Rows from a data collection
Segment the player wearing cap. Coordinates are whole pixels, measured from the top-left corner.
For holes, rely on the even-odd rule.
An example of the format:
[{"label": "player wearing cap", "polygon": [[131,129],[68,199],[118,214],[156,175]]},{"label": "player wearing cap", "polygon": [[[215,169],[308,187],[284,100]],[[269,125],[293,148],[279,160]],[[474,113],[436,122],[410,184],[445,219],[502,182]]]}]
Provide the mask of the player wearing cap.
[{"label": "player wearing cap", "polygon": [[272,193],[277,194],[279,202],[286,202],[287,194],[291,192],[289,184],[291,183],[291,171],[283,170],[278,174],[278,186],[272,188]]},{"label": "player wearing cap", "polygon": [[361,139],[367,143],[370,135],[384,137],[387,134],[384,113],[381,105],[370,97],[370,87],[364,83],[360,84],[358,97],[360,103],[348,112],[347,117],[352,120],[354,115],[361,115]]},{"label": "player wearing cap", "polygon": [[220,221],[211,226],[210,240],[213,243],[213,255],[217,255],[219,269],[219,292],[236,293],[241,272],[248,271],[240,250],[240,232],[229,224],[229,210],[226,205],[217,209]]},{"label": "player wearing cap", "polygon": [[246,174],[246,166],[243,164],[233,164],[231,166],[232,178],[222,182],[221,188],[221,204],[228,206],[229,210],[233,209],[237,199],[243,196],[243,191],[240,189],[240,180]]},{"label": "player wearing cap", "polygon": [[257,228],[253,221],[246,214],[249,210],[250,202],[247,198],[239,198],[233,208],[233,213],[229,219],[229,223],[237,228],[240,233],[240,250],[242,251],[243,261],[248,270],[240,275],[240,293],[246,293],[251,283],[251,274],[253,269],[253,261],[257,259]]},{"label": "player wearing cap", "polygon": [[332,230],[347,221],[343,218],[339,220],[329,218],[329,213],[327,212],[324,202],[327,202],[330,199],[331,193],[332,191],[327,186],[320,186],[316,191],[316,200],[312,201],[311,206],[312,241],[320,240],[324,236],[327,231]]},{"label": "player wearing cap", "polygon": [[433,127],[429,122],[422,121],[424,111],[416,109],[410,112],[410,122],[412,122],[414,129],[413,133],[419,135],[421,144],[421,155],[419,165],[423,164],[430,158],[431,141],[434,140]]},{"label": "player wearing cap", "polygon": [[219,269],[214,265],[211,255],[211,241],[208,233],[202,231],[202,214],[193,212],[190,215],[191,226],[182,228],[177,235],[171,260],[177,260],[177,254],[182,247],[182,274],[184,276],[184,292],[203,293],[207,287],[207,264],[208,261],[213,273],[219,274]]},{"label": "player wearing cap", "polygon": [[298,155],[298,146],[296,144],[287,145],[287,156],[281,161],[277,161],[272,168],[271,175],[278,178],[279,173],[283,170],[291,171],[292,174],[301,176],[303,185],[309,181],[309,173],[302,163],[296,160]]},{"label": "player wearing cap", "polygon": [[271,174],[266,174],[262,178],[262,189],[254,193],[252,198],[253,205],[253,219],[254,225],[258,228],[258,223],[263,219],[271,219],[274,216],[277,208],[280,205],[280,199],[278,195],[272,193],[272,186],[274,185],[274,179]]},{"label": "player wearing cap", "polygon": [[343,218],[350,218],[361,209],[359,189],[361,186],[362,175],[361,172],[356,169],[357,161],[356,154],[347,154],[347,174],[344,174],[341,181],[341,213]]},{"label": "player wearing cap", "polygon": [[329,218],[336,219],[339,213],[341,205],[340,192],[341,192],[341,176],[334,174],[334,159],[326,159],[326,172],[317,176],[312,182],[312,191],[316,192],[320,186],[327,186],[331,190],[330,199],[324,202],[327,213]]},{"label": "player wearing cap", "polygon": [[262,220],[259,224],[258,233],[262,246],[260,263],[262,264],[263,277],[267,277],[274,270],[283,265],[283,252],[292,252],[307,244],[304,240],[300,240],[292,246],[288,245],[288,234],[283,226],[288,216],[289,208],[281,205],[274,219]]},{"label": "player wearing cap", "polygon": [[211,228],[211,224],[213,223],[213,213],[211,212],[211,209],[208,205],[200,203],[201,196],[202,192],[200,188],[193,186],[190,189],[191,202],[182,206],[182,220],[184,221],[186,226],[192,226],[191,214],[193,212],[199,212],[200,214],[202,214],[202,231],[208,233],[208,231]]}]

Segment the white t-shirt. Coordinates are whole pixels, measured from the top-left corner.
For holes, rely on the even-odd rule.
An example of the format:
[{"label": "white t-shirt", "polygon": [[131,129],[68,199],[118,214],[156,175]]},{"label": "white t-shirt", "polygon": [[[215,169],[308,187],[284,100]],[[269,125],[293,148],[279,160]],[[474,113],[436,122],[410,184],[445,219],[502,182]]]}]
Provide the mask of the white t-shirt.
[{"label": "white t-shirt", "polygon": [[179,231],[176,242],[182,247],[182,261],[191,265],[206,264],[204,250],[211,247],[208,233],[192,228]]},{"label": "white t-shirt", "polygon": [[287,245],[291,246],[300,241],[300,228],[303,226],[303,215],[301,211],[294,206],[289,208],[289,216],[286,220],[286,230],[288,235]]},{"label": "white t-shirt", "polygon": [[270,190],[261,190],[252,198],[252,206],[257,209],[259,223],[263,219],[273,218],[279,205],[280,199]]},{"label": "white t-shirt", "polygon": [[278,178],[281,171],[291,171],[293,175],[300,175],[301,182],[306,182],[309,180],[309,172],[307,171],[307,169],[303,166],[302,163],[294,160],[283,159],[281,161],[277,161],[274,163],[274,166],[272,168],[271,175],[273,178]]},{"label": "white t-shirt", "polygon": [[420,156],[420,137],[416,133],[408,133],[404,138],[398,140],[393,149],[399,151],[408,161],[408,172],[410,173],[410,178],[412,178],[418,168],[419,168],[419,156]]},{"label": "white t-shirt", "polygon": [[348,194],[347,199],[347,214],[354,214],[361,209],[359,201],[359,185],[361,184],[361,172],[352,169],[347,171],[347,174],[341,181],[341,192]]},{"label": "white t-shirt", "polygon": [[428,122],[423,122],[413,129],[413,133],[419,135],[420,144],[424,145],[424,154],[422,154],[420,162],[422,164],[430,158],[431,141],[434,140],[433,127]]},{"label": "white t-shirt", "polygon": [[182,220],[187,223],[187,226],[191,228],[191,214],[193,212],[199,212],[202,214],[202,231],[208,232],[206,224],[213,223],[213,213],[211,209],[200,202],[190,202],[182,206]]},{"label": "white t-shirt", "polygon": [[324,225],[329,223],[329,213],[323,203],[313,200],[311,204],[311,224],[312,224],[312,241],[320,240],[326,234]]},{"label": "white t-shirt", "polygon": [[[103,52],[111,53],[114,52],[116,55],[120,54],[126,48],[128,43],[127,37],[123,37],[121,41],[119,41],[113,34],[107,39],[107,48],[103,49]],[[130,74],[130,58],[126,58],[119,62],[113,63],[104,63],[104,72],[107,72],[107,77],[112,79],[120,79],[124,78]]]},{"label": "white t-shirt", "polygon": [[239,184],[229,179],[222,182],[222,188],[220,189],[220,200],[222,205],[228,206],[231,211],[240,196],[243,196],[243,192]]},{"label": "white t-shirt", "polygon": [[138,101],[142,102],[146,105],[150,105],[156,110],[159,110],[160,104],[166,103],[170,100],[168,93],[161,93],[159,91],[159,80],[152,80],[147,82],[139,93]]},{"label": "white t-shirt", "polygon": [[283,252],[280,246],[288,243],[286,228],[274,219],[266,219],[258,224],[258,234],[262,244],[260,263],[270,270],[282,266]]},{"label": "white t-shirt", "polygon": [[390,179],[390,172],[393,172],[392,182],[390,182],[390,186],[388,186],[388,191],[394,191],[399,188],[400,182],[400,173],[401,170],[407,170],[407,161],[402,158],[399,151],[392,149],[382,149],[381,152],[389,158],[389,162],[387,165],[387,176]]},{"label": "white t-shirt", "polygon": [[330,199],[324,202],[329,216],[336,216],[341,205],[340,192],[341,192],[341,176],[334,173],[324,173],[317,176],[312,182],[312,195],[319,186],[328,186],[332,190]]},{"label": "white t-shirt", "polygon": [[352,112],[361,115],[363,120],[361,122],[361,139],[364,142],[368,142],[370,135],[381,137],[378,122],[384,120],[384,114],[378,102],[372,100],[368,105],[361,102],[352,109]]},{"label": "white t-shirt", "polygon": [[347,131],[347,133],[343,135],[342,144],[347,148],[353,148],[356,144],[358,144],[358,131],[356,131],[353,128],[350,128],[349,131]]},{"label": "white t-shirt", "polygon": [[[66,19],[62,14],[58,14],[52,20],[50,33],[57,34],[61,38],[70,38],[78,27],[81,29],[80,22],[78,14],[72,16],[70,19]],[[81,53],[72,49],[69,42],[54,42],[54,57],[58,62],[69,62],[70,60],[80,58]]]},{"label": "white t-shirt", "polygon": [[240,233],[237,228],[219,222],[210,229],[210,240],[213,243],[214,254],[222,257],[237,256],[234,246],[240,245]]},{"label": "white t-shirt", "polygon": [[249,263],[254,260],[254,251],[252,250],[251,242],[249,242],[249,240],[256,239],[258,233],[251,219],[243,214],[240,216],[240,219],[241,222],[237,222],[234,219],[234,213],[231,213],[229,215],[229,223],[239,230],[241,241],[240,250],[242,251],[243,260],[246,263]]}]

• Your goal: Please pull out the rows above, from the very first line through the line containing "Provide the mask of the player wearing cap." (inclusive), and reproduce them unchanged.

• Solution to this task:
Segment the player wearing cap. Coordinates are whole pixels, measured from the top-left corner.
For holes, rely on the even-odd rule.
An example of the format:
[{"label": "player wearing cap", "polygon": [[131,129],[68,199],[118,214],[156,175]]},{"label": "player wearing cap", "polygon": [[[215,169],[308,187],[284,100]],[[269,125],[293,148],[279,160]],[[474,113],[436,122],[410,184],[445,219],[502,182]]]}]
Provide the mask of the player wearing cap.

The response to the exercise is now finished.